## Exercise data
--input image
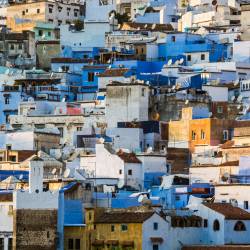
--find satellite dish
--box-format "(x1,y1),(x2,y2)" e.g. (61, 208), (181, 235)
(212, 0), (217, 6)
(237, 95), (243, 102)
(98, 137), (105, 144)
(63, 168), (70, 178)
(51, 168), (56, 175)
(168, 59), (173, 66)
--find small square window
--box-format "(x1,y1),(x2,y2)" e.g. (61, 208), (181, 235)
(203, 219), (208, 227)
(244, 201), (249, 209)
(75, 239), (81, 250)
(141, 88), (145, 96)
(121, 224), (128, 232)
(68, 239), (74, 250)
(153, 244), (159, 250)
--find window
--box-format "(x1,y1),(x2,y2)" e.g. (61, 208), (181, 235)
(5, 114), (10, 123)
(68, 239), (74, 250)
(201, 130), (205, 140)
(203, 219), (208, 227)
(88, 72), (95, 82)
(213, 220), (220, 231)
(217, 106), (223, 114)
(0, 238), (4, 250)
(153, 244), (159, 250)
(141, 88), (145, 96)
(223, 130), (228, 141)
(244, 201), (248, 209)
(121, 224), (128, 231)
(76, 127), (82, 131)
(9, 155), (16, 162)
(75, 239), (81, 250)
(4, 96), (10, 104)
(58, 128), (63, 137)
(8, 238), (13, 250)
(38, 30), (43, 36)
(234, 221), (246, 231)
(192, 131), (196, 141)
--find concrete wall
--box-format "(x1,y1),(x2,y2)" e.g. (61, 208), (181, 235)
(106, 84), (149, 127)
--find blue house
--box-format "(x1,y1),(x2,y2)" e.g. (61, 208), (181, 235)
(80, 65), (108, 93)
(158, 33), (228, 65)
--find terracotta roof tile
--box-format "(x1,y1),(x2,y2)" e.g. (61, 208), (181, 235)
(95, 211), (154, 224)
(98, 68), (129, 77)
(203, 203), (250, 220)
(117, 150), (141, 163)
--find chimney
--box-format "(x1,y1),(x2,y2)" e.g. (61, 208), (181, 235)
(29, 155), (43, 193)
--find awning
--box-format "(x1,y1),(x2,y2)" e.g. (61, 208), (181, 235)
(150, 237), (163, 243)
(121, 240), (134, 247)
(92, 240), (104, 246)
(106, 240), (119, 246)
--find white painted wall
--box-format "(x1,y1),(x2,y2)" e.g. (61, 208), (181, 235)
(106, 84), (149, 127)
(13, 190), (59, 210)
(202, 85), (228, 102)
(106, 128), (144, 151)
(215, 184), (250, 212)
(142, 213), (170, 250)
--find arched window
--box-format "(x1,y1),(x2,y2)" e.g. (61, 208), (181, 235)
(234, 221), (246, 231)
(213, 220), (220, 231)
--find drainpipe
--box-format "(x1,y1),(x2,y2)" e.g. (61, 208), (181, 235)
(57, 189), (64, 250)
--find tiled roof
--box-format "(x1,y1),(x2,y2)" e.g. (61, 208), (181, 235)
(219, 161), (239, 167)
(120, 22), (174, 31)
(234, 127), (250, 137)
(95, 211), (154, 224)
(117, 150), (141, 163)
(203, 203), (250, 220)
(182, 245), (250, 250)
(98, 68), (129, 77)
(220, 140), (234, 149)
(0, 192), (13, 202)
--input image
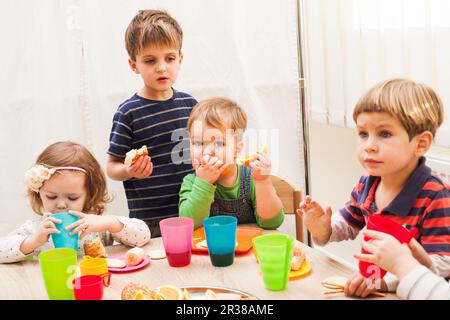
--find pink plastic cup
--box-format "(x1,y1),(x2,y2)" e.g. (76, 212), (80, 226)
(159, 217), (194, 267)
(72, 275), (103, 300)
(359, 215), (418, 280)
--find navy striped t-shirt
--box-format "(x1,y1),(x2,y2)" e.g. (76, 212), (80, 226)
(340, 157), (450, 256)
(108, 89), (197, 220)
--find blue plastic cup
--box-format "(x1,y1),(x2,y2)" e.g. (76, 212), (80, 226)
(203, 216), (237, 267)
(51, 212), (80, 252)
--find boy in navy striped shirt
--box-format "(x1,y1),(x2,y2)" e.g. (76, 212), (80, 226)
(107, 10), (197, 237)
(297, 79), (450, 297)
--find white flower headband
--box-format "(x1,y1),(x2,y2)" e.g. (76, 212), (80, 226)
(25, 164), (87, 193)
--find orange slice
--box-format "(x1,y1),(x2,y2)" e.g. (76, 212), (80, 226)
(156, 285), (184, 300)
(240, 146), (269, 167)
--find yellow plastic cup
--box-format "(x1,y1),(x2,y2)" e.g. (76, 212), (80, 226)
(253, 233), (294, 291)
(38, 248), (77, 300)
(80, 256), (111, 287)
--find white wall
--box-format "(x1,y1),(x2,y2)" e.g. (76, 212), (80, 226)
(309, 122), (363, 267)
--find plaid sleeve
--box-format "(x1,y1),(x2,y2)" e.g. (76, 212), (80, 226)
(339, 176), (367, 230)
(108, 110), (133, 158)
(420, 184), (450, 256)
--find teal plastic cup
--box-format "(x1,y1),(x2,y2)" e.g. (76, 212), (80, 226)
(38, 248), (77, 300)
(203, 216), (237, 267)
(51, 212), (80, 252)
(253, 233), (294, 291)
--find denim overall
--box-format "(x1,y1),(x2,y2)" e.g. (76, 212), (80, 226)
(210, 166), (256, 224)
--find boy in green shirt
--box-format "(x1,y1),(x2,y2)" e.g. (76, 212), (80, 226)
(179, 98), (284, 229)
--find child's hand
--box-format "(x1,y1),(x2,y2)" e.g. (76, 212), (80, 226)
(408, 238), (433, 268)
(126, 156), (153, 179)
(296, 196), (332, 243)
(195, 155), (229, 184)
(354, 230), (424, 278)
(66, 210), (117, 239)
(344, 273), (386, 298)
(33, 212), (62, 248)
(250, 152), (272, 181)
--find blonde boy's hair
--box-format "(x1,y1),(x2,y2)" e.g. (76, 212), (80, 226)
(353, 79), (444, 140)
(125, 10), (183, 61)
(187, 97), (247, 140)
(27, 141), (111, 215)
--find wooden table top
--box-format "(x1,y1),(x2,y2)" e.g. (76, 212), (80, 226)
(0, 238), (398, 300)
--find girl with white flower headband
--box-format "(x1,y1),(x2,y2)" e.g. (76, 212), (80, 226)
(0, 141), (150, 263)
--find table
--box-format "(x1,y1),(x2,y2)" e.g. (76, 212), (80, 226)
(0, 238), (398, 300)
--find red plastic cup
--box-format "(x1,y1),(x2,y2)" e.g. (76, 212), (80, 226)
(72, 275), (103, 300)
(359, 215), (417, 280)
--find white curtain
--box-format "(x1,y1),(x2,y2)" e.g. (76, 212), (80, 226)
(302, 0), (450, 147)
(0, 0), (304, 235)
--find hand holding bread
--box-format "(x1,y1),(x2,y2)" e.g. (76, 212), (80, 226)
(124, 145), (153, 179)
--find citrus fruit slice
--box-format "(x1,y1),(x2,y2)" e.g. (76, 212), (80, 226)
(156, 285), (184, 300)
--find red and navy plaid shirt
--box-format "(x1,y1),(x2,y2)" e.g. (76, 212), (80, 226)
(339, 157), (450, 255)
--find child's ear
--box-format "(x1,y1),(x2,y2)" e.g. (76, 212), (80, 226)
(415, 131), (433, 156)
(128, 59), (139, 74)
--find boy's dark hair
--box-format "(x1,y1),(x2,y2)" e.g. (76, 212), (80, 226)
(125, 10), (183, 61)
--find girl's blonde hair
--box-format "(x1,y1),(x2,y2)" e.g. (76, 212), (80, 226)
(353, 79), (444, 139)
(27, 141), (111, 215)
(187, 97), (247, 141)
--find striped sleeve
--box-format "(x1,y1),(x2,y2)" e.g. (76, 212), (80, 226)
(108, 108), (133, 158)
(420, 182), (450, 256)
(339, 176), (367, 230)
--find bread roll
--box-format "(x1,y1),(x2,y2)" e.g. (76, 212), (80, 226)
(291, 247), (305, 271)
(124, 145), (148, 167)
(122, 282), (161, 300)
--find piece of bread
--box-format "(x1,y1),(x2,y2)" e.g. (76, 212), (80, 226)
(125, 247), (145, 266)
(83, 238), (108, 258)
(147, 249), (167, 260)
(291, 247), (305, 271)
(123, 145), (148, 167)
(121, 282), (162, 300)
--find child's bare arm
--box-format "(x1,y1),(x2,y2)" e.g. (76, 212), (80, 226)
(255, 179), (283, 220)
(250, 152), (283, 220)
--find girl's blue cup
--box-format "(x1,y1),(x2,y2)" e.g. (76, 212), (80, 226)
(203, 216), (237, 267)
(51, 212), (80, 251)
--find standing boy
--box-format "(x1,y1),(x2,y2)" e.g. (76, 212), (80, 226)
(107, 10), (197, 237)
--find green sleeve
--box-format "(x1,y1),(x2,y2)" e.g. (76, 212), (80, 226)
(250, 176), (284, 229)
(178, 174), (216, 229)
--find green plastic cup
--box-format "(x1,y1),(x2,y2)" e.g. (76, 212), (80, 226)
(254, 233), (294, 291)
(38, 248), (77, 300)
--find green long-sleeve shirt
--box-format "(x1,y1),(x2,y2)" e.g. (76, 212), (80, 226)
(179, 165), (284, 229)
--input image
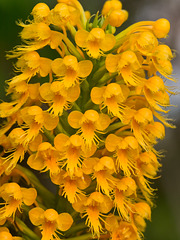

## Objective
Filter the data above and copy every line that contains the string "girl".

## Expected answer
--find girl with white flower headband
--find girl's blonde hair
--find girl's blue cup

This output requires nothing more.